SELECTED TEXT:
= Vaalharts Valley =

Valley in South Africa

The Vaalharts Valley is located in the north-east corner of the Northern Cape province of South Africa, bordering the North West province. It gets its name because it is located between two rivers, the Vaal and the Harts. Because of its advantageous position between the two rivers, an irrigation scheme was built in the Vaalharts Valley in the 1930s.

Several towns are located in the valley, including Christiana, Jan Kempdorp, Warrenton, Hartswater, Taung, Windsorton, Barkly West, and Delportshoop.

==History==
The Vaalharts Valley was formed millions of years ago by a glacier, resulting in fertile arable land. In the late 19th century, the area was ruled by Chief Galeshewe, who repeatedly clashed with the Cape Colony government. Galeshewe led an uprising in 1897 and was consequently arrested. Because of his activism, his land was later confiscated by the government. The Vaalharts Irrigation Scheme was built on Chief Galeshewe's land in the Vaalharts Valley.

In 1886, before the construction of the irrigation scheme, Cecil John Rhodes wanted to divert the water from the Harts River to the diamond fields at Kimberley. He was granted land for this venture but could not raise the necessary funds, and the government was not willing to fund the project.

The irrigation scheme in the valley was designed to combat the economic effects on white settlers of the Anglo Boer War, the rinderpest epizootic of 1896–97, and the Great Depression. The idea was to re-direct water from the Vaal and Harts rivers into a series of canals and breathe life into the notoriously dry landscape. Development of the valley started in 1934; the damming of the Vaal River by the Department of Water Affairs was completed in 1938, and 80 farmers were originally moved into the area.

The irrigation canals were for the most part dug manually. The workers' medical care was free, and their clothing and other necessities were subsidized by the government. Recreational and cultural opportunities were also provided, including various educational and sport activities, as well as a small church.

YOUR TASKS:
a. In the Vaalharts Valley text, copy everything from "The irrigation canals" down to "a small church.", swapping "medical care" for "health care".
b. Decide whether each statement agrees with the Vaalharts Valley text, answering yes or no and quoting the words that settle it. (i) The irrigation canals were mostly dug by machine. (ii) Development of the valley began in 1934. (iii) The government agreed to fund Cecil John Rhodes's plan to divert water from the Harts River.

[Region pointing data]
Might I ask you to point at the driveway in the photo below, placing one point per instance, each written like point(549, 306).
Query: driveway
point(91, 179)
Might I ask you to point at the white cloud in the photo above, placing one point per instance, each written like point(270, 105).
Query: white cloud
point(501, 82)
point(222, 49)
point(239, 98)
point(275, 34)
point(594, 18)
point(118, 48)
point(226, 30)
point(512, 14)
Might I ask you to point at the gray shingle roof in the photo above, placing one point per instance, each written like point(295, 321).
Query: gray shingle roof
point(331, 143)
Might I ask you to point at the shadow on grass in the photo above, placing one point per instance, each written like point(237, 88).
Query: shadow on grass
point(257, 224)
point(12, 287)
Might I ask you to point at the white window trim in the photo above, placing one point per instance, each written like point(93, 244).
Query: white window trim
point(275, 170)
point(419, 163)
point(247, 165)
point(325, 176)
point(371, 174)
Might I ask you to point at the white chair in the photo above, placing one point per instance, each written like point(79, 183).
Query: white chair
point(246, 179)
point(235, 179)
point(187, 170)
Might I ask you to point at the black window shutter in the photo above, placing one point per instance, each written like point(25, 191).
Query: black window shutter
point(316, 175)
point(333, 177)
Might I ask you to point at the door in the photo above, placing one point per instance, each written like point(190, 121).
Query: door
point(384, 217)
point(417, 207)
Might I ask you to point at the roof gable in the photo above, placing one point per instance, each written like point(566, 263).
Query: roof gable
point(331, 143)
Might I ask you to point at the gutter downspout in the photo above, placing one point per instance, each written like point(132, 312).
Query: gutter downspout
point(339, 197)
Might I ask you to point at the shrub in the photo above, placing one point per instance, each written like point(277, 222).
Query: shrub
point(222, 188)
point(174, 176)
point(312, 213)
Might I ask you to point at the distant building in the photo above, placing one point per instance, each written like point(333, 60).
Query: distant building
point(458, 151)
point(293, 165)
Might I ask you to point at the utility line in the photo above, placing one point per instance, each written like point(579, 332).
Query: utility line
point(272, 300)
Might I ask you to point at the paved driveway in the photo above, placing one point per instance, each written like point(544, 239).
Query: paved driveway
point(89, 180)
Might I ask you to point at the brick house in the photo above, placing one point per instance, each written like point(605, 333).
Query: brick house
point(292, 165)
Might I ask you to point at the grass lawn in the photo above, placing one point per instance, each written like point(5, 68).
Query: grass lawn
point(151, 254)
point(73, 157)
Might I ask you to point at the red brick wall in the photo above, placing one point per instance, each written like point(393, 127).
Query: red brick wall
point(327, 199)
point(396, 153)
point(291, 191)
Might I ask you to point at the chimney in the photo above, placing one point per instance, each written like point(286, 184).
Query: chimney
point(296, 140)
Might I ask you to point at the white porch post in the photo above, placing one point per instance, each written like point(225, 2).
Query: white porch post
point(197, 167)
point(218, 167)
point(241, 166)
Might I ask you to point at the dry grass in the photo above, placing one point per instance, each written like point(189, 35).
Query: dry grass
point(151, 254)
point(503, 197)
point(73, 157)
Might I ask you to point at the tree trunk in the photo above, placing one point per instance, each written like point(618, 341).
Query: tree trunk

PER-TASK OUTPUTS:
a.
The irrigation canals were for the most part dug manually. The workers' health care was free, and their clothing and other necessities were subsidized by the government. Recreational and cultural opportunities were also provided, including various educational and sport activities, as well as a small church.

b.
(i) No: "The irrigation canals were for the most part dug manually."
(ii) Yes: "Development of the valley started in 1934"
(iii) No: "the government was not willing to fund the project."